══ Provided records ══
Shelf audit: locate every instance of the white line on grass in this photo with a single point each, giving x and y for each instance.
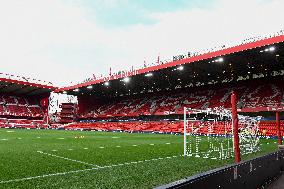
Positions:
(77, 161)
(81, 170)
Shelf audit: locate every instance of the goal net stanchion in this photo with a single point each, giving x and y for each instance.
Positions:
(210, 134)
(207, 133)
(235, 127)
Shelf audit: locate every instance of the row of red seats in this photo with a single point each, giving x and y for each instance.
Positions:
(262, 95)
(22, 123)
(17, 100)
(196, 127)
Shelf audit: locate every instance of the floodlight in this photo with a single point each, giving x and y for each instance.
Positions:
(126, 80)
(149, 74)
(106, 83)
(220, 59)
(272, 49)
(180, 68)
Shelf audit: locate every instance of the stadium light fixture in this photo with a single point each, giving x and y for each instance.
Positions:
(221, 59)
(149, 74)
(106, 83)
(126, 80)
(272, 49)
(180, 68)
═══
*Task description:* Would you output the data above exactly as written, but with no images?

*Answer section:*
Shelf audit: locate every instance of the white line on grass in this photo with a single point each, giving x and y for each instance.
Positions:
(77, 161)
(81, 170)
Shelf audit: locate every instance of the goal net stanchion in this photo with a single point each, giving x and y for each instance.
Positions:
(210, 134)
(207, 133)
(235, 127)
Shelf audit: locate every instance of the row of red seats in this photo with a single point each, giving x and y for each instance.
Positions:
(262, 95)
(22, 123)
(17, 100)
(196, 127)
Shelf audit: locate every instance of the floodlight in this photo with a single point each, giving x and y for each instance.
Positions:
(126, 80)
(149, 74)
(106, 83)
(220, 59)
(272, 49)
(180, 68)
Shelf audit: locate every instance of the stadium light fixture in this photo with a single point each, giving x and y for each instance.
Positions:
(221, 59)
(149, 74)
(106, 83)
(126, 80)
(272, 49)
(180, 68)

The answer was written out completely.